==== RECORDS TO USE ====

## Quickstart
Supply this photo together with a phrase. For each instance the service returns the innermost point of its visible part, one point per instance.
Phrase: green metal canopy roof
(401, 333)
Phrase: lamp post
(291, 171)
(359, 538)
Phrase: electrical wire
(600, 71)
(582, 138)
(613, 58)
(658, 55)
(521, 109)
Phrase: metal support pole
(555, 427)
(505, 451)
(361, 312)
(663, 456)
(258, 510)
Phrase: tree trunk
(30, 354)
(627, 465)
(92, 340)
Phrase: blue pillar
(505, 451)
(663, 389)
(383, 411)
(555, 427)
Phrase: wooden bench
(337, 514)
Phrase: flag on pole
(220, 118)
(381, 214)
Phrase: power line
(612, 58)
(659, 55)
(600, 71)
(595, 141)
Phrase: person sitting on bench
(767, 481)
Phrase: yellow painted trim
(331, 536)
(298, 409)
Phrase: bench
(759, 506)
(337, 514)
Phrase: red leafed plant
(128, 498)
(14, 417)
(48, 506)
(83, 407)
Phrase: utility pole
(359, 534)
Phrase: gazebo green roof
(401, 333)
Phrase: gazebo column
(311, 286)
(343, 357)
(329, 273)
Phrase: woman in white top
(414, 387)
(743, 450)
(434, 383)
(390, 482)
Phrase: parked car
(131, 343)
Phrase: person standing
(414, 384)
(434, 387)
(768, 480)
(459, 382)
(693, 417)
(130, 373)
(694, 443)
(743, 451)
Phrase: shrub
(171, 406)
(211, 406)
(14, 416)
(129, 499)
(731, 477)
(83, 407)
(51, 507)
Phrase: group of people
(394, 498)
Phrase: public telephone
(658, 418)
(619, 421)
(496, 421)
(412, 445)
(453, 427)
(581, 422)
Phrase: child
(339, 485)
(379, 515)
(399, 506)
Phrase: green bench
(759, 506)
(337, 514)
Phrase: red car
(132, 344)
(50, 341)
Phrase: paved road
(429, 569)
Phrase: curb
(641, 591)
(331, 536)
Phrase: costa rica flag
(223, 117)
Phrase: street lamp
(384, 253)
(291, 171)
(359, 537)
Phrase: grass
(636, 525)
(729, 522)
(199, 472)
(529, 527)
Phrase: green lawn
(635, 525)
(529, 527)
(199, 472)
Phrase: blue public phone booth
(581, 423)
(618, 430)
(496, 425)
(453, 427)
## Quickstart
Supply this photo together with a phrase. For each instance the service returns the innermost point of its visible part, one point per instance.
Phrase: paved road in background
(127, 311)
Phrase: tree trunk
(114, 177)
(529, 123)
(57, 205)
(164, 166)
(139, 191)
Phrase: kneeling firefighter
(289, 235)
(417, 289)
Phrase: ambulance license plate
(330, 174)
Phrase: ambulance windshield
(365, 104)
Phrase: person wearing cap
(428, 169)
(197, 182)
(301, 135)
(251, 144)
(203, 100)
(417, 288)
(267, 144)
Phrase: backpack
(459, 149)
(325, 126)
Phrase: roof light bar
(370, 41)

====

### [TASK DESCRIPTION]
Please quote the listing above word for word, from its first line through its last.

### [RESULT OF THE EXERCISE]
## Quickstart
Supply this photo together with a phrase. For each instance the service returns the innermost point of its visible part, one point per instance.
Phrase: green metal canopy roof
(401, 333)
Phrase: lamp post
(291, 171)
(359, 538)
Phrase: electrical wire
(600, 71)
(582, 138)
(613, 58)
(658, 55)
(521, 109)
Phrase: metal support pole
(555, 427)
(505, 451)
(361, 312)
(663, 456)
(258, 510)
Phrase: tree trunk
(30, 354)
(627, 465)
(92, 340)
Phrase: blue pillar
(505, 451)
(663, 389)
(383, 411)
(555, 427)
Phrase: wooden bench
(337, 514)
Phrase: flag on pole
(220, 118)
(381, 214)
Phrase: power line
(612, 58)
(659, 55)
(600, 71)
(595, 141)
Phrase: person sitting on bench
(767, 481)
Phrase: yellow painted trim
(331, 536)
(298, 409)
Phrase: bench
(759, 506)
(337, 514)
Phrase: red leafed plant
(128, 498)
(14, 417)
(48, 506)
(83, 407)
Phrase: utility pole
(359, 534)
Phrase: gazebo green roof
(401, 333)
Phrase: gazebo column
(311, 286)
(343, 357)
(329, 273)
Phrase: woman in white top
(414, 387)
(743, 450)
(434, 383)
(390, 482)
Phrase: parked car
(131, 343)
Phrase: person standing
(414, 384)
(434, 387)
(768, 480)
(459, 382)
(693, 417)
(130, 373)
(694, 443)
(743, 451)
Phrase: shrub
(171, 406)
(211, 406)
(14, 416)
(129, 499)
(731, 477)
(83, 407)
(51, 507)
Phrase: group of people
(394, 498)
Phrase: public telephone
(658, 418)
(619, 421)
(496, 421)
(412, 445)
(453, 427)
(581, 422)
Phrase: child
(339, 485)
(379, 515)
(399, 506)
Phrase: green bench
(759, 506)
(337, 514)
Phrase: red car
(132, 344)
(50, 341)
Phrase: paved road
(429, 569)
Phrase: curb
(641, 591)
(331, 536)
Phrase: costa rica flag
(223, 117)
Phrase: street lamp
(384, 253)
(291, 171)
(359, 537)
Phrase: grass
(636, 525)
(729, 522)
(199, 472)
(529, 527)
Phrase: green lawn
(635, 525)
(529, 527)
(199, 472)
Phrase: blue public phone booth
(581, 423)
(618, 430)
(496, 425)
(453, 427)
## Quickstart
Supply this photo together with a phrase. For each instance the service returns the innermost point of its visible part, one point per instance.
Phrase: paved road in background
(127, 311)
Phrase: tree trunk
(114, 177)
(529, 123)
(57, 205)
(164, 166)
(139, 191)
Phrase: kneeling firefighter
(289, 235)
(417, 289)
Phrase: ambulance license plate
(330, 174)
Phrase: ambulance windshield
(365, 104)
Phrase: person wearing cap
(428, 169)
(197, 182)
(301, 135)
(251, 144)
(203, 100)
(417, 288)
(267, 144)
Phrase: backpack
(459, 149)
(325, 126)
Phrase: roof light bar
(370, 41)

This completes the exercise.